**Instructions to follow:** Resume the forum thread about a denim stain on a white leather bag, starting right after its last line.

# Denim stain on a white leather bag!



## SugarRx

I recently wore a long white messenger style aaneta bag into the city and my old blue jens, which have been  washed more times that i can remember transfered onto my white bag!  Is there anything I can try to use at home to clean the light splotches of blue off myself?


----------



## snoopylaughs

I use Meguiar's leather cleaner lotion for 4 or 5 bucks, you can get it at wal-mart next to the car detailing products.  It's originally meant for cleaning the leather seats in nice cars?  But it also says you can use it on shoes and handbags, I've been using it on my cream ferragamo pumps, and to clean off denim transfer on my nude miu miu wedges.

I've had no bad experience with it so far for the past year or so, and I've never tried any other leather cleaners, so I don't know anything about appleguard or anything


----------



## rjez

I'd contact LovinMyBags.  I got several things last week and my Miu Miu Coffer looks great.  There's a tips section and you can always ask Barbara for her rec's or send it to them for cleaning.


----------



## Compass Rose

snoopylaughs said:


> I use Meguiar's leather cleaner lotion for 4 or 5 bucks, you can get it at wal-mart next to the car detailing products. It's originally meant for cleaning the leather seats in nice cars? But it also says you can use it on shoes and handbags, I've been using it on my cream ferragamo pumps, and to clean off denim transfer on my nude miu miu wedges.

**Data supplied:**
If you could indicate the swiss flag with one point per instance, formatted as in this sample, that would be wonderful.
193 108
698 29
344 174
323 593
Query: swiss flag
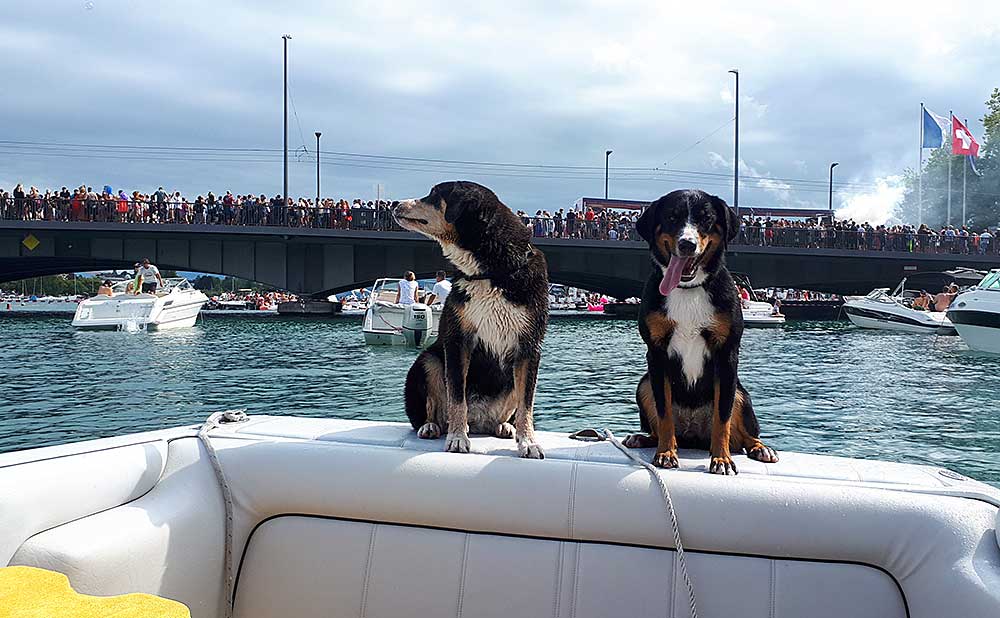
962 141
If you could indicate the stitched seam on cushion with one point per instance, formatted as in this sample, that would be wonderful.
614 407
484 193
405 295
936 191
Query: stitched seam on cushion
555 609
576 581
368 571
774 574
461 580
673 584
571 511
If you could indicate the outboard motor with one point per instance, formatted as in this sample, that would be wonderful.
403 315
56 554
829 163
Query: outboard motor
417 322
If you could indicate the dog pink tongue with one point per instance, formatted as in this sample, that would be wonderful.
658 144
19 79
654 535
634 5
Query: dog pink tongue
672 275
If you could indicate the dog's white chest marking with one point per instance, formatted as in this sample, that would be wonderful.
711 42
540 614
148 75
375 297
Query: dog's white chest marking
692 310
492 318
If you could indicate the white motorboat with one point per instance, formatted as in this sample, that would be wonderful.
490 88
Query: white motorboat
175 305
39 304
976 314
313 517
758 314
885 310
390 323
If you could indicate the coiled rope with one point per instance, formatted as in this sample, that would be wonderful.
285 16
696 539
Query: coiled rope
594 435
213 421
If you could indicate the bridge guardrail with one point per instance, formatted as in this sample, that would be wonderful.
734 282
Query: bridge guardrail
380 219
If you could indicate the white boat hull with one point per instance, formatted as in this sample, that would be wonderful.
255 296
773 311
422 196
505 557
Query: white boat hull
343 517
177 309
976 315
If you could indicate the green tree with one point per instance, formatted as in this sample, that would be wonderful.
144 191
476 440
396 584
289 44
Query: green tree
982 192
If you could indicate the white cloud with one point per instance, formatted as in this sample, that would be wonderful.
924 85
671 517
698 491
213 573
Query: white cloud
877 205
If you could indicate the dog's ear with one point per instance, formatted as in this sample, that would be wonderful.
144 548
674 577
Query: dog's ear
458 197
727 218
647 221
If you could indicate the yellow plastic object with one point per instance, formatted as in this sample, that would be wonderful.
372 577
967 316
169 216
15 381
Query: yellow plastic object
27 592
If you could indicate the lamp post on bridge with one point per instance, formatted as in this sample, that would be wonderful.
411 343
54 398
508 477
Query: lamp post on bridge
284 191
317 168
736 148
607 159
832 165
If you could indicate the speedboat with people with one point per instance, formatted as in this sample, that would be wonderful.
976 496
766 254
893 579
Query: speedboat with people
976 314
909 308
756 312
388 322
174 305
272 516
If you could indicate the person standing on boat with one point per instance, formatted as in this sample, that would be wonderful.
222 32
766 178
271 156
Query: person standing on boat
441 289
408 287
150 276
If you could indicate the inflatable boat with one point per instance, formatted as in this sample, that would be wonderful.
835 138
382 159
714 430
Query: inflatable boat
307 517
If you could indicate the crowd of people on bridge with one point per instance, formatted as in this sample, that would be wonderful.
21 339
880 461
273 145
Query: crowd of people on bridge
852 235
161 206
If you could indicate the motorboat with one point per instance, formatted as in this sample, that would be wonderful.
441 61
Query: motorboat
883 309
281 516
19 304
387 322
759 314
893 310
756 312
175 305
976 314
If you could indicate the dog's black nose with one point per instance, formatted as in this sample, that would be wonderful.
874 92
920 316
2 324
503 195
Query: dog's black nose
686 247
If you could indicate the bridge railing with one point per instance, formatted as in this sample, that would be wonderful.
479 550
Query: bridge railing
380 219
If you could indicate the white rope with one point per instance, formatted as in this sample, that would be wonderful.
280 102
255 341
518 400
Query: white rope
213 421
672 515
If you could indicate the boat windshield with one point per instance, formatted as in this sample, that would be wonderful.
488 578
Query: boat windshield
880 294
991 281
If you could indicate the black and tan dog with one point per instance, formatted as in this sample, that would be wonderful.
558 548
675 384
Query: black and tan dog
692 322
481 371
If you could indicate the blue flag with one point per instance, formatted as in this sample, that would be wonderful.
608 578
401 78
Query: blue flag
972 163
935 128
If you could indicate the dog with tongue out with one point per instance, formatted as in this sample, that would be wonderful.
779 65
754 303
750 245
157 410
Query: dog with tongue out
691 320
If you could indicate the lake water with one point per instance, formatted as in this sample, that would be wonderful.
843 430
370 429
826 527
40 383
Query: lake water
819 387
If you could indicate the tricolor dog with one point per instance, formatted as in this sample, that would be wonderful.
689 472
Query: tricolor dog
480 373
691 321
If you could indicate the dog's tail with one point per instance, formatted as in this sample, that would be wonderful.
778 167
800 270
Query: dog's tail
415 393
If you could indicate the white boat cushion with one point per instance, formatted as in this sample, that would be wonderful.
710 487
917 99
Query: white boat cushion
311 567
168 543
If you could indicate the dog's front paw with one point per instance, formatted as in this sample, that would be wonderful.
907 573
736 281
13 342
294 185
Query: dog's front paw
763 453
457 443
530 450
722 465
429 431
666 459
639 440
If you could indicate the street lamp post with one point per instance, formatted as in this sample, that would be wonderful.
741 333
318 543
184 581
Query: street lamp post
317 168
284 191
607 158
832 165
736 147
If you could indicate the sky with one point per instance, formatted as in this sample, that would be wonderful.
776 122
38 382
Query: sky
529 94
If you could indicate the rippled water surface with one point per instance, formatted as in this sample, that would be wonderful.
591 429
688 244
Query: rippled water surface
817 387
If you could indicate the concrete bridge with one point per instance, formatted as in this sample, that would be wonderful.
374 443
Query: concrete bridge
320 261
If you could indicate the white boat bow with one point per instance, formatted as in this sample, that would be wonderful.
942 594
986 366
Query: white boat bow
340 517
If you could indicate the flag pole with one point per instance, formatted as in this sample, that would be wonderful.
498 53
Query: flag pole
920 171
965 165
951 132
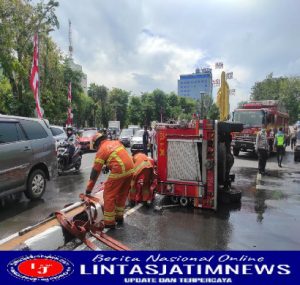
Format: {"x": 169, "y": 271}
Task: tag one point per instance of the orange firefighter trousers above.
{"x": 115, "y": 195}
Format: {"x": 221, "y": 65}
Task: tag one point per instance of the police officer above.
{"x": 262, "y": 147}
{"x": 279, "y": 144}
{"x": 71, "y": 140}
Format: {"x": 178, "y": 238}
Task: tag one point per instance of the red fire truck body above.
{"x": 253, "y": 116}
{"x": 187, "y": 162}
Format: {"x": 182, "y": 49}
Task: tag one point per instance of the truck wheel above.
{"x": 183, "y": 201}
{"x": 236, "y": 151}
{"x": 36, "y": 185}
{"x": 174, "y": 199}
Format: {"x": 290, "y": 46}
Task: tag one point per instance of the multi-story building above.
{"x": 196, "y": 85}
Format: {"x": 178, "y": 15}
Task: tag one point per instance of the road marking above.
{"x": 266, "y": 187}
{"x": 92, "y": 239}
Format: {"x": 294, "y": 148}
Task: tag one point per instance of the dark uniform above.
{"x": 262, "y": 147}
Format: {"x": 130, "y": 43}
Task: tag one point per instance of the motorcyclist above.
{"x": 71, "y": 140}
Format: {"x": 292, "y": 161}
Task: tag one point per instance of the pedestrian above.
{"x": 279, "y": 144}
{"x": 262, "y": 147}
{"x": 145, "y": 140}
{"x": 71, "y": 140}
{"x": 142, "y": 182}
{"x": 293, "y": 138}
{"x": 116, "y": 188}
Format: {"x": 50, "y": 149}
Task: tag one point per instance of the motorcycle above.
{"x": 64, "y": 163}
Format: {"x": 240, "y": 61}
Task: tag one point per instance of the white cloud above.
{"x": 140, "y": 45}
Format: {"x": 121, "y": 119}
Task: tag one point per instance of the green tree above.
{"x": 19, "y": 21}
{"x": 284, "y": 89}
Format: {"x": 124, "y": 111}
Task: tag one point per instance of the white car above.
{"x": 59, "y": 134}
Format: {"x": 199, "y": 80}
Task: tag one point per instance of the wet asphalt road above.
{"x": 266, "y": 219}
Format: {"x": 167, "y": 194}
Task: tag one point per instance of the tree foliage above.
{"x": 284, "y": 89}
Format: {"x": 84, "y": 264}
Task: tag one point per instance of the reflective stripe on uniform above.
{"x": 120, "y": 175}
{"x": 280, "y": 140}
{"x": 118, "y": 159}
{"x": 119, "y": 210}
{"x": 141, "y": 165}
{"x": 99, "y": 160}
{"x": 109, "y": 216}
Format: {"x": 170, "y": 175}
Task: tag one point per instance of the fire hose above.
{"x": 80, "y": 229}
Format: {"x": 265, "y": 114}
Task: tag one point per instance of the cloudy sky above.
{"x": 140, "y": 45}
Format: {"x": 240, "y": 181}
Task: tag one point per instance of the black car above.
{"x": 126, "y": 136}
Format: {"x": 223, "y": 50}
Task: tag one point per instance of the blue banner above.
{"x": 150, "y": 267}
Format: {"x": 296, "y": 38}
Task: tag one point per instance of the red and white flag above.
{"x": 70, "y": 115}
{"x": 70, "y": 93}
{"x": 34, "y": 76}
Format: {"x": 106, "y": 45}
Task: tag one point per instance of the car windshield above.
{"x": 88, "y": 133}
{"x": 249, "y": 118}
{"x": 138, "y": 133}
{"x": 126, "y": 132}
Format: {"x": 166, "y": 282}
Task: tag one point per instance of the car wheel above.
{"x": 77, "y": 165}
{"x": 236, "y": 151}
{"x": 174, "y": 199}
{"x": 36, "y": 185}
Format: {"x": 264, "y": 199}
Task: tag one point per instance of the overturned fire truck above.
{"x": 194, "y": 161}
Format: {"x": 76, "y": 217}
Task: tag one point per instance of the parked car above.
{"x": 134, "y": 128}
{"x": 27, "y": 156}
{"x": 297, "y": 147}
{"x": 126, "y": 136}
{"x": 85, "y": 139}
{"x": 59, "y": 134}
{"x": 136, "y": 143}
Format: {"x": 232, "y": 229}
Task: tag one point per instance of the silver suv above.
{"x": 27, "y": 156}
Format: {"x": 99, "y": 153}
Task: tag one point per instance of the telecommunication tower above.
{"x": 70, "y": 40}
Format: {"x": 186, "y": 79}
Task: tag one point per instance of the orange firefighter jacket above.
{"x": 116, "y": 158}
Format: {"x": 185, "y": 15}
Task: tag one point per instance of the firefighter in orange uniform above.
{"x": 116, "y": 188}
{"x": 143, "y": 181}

**Result of the exercise:**
> 
> I've had no bad experience with it so far for the past year or so, and I've never tried any other leather cleaners, so I don't know anything about appleguard or anything


 This is what I was going to suggest.  After all, think of all those jeans sitting on white leather.......should work!


----------



## SugarRx

Thanks so much Ladies!  I will definetely give it a try.  I love my aaneta bag and now it just looks slightly smurfyfor my taste.


----------



## SugarRx

Here's a crazy idea...do you think that a Mr. Clean Magic Erasure very slightly dampnened would work on removing the stain from the white leather?


----------



## hannahbananab

the Mr. Clean magic eraser does work to remove dye transfer - IMO - but you have to be careful to be very gentle with it. If you are working on a dyed bag it can remove some of the color from the bag, too. I have never used a magic eraser on a white bag, so I don't know if there are any repercussions. I have used this eraser to remove denim dye from both my rebecca minkoff bags AND the leather seats in my Acura. Works great for me....


----------



## SugarRx

Thanks!  I'll give it a little spot treatment on the underside and see how it goes!



hannahbananab said:


> the Mr. Clean magic eraser does work to remove dye transfer - IMO - but you have to be careful to be very gentle with it. If you are working on a dyed bag it can remove some of the color from the bag, too. I have never used a magic eraser on a white bag, so I don't know if there are any repercussions. I have used this eraser to remove denim dye from both my rebecca minkoff bags AND the leather seats in my Acura. Works great for me....


----------



## leatherpro

Please do not use Magic Erasers to clean your handbags.  They damage the finish and may remove pigment as well which will not help to make your leather last a long time.  Dye transfer is a problem and if it is on finished leather the longer it is on there the harder it will be to remove.  Using a good water based leather  protector will help to inhibit the problem and make cleaning easier.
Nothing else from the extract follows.